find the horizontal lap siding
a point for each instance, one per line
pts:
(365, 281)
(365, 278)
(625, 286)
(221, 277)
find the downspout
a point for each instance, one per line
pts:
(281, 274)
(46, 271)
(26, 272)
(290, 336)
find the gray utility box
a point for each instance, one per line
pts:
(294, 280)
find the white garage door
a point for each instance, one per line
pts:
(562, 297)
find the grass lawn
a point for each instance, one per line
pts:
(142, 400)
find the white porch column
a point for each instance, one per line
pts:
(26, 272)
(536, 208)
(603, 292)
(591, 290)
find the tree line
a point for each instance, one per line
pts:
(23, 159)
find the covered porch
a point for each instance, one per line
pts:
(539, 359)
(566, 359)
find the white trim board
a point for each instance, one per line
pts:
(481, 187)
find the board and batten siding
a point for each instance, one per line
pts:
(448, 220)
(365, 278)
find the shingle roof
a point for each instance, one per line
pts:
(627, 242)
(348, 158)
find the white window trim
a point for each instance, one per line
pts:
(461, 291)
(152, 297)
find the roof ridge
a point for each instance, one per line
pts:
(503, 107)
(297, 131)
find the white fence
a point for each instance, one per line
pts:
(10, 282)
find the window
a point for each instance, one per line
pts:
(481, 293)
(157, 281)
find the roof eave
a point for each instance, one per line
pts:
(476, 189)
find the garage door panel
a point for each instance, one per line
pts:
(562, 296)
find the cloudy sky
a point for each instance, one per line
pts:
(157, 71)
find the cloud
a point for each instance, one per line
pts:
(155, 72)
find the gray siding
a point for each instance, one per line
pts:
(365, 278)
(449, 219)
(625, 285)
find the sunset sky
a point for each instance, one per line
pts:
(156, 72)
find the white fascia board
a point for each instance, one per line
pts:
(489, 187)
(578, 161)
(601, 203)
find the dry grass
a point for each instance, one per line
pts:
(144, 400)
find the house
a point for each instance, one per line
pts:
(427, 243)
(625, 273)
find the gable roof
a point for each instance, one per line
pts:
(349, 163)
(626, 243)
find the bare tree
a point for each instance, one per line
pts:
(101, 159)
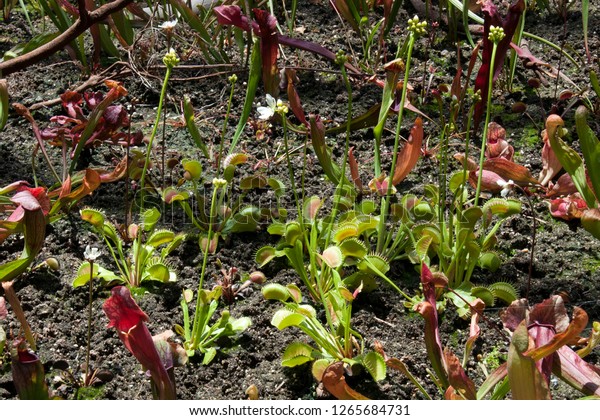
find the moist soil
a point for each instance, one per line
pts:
(566, 258)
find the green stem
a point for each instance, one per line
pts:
(337, 195)
(385, 201)
(487, 121)
(161, 101)
(221, 146)
(196, 325)
(89, 334)
(290, 168)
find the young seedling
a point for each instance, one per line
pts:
(141, 262)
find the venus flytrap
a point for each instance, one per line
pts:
(200, 336)
(496, 35)
(415, 28)
(170, 60)
(138, 264)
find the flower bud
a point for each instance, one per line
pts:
(257, 277)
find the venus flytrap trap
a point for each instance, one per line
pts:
(142, 262)
(336, 344)
(199, 335)
(496, 35)
(170, 60)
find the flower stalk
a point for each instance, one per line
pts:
(496, 35)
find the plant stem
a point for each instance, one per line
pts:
(337, 195)
(223, 131)
(290, 167)
(487, 121)
(161, 101)
(196, 324)
(89, 334)
(385, 200)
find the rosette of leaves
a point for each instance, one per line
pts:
(459, 242)
(232, 215)
(348, 258)
(146, 258)
(203, 335)
(333, 342)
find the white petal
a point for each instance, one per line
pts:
(265, 113)
(271, 101)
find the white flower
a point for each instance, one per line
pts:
(90, 253)
(168, 25)
(266, 112)
(507, 186)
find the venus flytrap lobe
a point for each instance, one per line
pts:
(90, 254)
(496, 35)
(170, 60)
(415, 28)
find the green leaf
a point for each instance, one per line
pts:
(252, 182)
(490, 261)
(317, 134)
(193, 167)
(92, 216)
(13, 269)
(174, 244)
(332, 256)
(295, 292)
(160, 237)
(2, 339)
(375, 365)
(240, 324)
(159, 272)
(297, 354)
(253, 80)
(569, 158)
(209, 355)
(285, 318)
(275, 291)
(590, 147)
(83, 274)
(150, 218)
(3, 103)
(277, 186)
(189, 115)
(264, 255)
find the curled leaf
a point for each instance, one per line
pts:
(334, 381)
(408, 157)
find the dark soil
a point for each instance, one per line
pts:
(567, 258)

What you have to do:
Return the entries unchanged, save for the pictures, which do not belong in the copy.

Full solution:
find the horizontal lap siding
a point for each instance, one per line
pts:
(365, 281)
(365, 278)
(625, 286)
(221, 277)
find the downspout
a point for each instance, one per line
pts:
(281, 274)
(46, 271)
(26, 272)
(290, 336)
find the gray utility box
a point for each instance, one per line
pts:
(294, 280)
find the white garage door
a point for each instance, one per line
pts:
(562, 297)
find the grass lawn
a point for each instance, one per line
pts:
(142, 400)
find the white porch column
a point for each instance, one per line
pts:
(26, 272)
(536, 208)
(603, 292)
(591, 290)
find the tree line
a point for each instance, one per line
pts:
(23, 159)
find the covered porch
a point for each instance, one per line
pts:
(539, 359)
(566, 359)
find the white trim board
a point for each instance, one per line
pts:
(481, 187)
find the board and batten siding
a point for each instance, one per line
pts:
(448, 220)
(365, 278)
find the shingle roof
a point for each instance, one per line
pts:
(627, 242)
(348, 158)
find the white window trim
a point for each instance, one per line
pts:
(461, 291)
(152, 297)
find the roof ridge
a point for each instance, one per line
pts:
(503, 107)
(297, 131)
find the white fence
a point for each instance, one per line
pts:
(10, 282)
find the window
a point for each instance, one per line
pts:
(481, 293)
(157, 281)
find the roof eave
a point for each instance, one per line
pts:
(476, 189)
find the garage door panel
a point for each instance, one per line
pts:
(562, 296)
find the cloudy sky
a point for each instance, one per line
pts:
(157, 71)
find the cloud
a point for each instance, one per line
pts:
(155, 72)
find the gray siding
a point for each instance, one per line
pts:
(365, 278)
(449, 219)
(625, 285)
find the sunset sky
a point for each instance, one per line
pts:
(156, 72)
find the white fascia board
a point for each instance, one per line
pts:
(489, 187)
(578, 161)
(601, 203)
find the dry grass
a point for each instance, one per line
pts:
(144, 400)
find the house
a point for each instance, one per line
pts:
(427, 243)
(625, 273)
find the gable roof
a point for each instance, one per line
pts:
(349, 163)
(626, 243)
find the bare tree
a point for each instance, one per line
pts:
(101, 159)
find the moist soil
a point for each instance, one per line
pts:
(566, 258)
find the green stem
a point for each instance, one per line
pts:
(337, 195)
(385, 201)
(487, 121)
(161, 101)
(221, 146)
(196, 325)
(89, 334)
(290, 168)
find the young seedling
a point for each instance, one per line
pts:
(141, 262)
find the venus flytrap
a point for each instance, one per line
pts:
(200, 336)
(496, 35)
(415, 28)
(170, 60)
(138, 264)
find the flower bud
a point for each instance, one per line
pts:
(257, 277)
find the venus flytrap trap
a point for each instance, one per line
pts:
(142, 262)
(336, 344)
(199, 335)
(496, 35)
(170, 60)
find the flower stalk
a point for each instance, one per line
pts:
(496, 35)
find the plant stem
a point for each instance, one per line
pts:
(337, 195)
(223, 131)
(290, 167)
(487, 121)
(161, 101)
(196, 324)
(89, 334)
(385, 200)
find the rosette of leaves
a point for each instance, one per line
pts:
(459, 242)
(232, 215)
(348, 258)
(146, 258)
(203, 335)
(333, 342)
find the white petal
a point for each instance, one per line
pts:
(265, 113)
(271, 101)
find the white flower
a point for each instance, one per line
pts:
(90, 253)
(168, 25)
(266, 112)
(507, 186)
find the venus flytrap lobe
a point for each instance, one per line
pts:
(90, 254)
(496, 35)
(170, 60)
(415, 28)
find the green leaf
a point for each instance, one per line
pts:
(252, 182)
(490, 261)
(317, 134)
(193, 167)
(92, 216)
(13, 269)
(174, 244)
(332, 256)
(295, 292)
(160, 237)
(2, 339)
(375, 365)
(240, 324)
(159, 272)
(297, 354)
(253, 80)
(569, 158)
(209, 355)
(285, 318)
(275, 291)
(590, 147)
(83, 274)
(150, 218)
(3, 103)
(277, 186)
(189, 115)
(264, 255)
find the curled leaf
a point for each instance, one per line
pts:
(334, 381)
(408, 157)
find the dark soil
a point for each instance, one per line
pts:
(567, 258)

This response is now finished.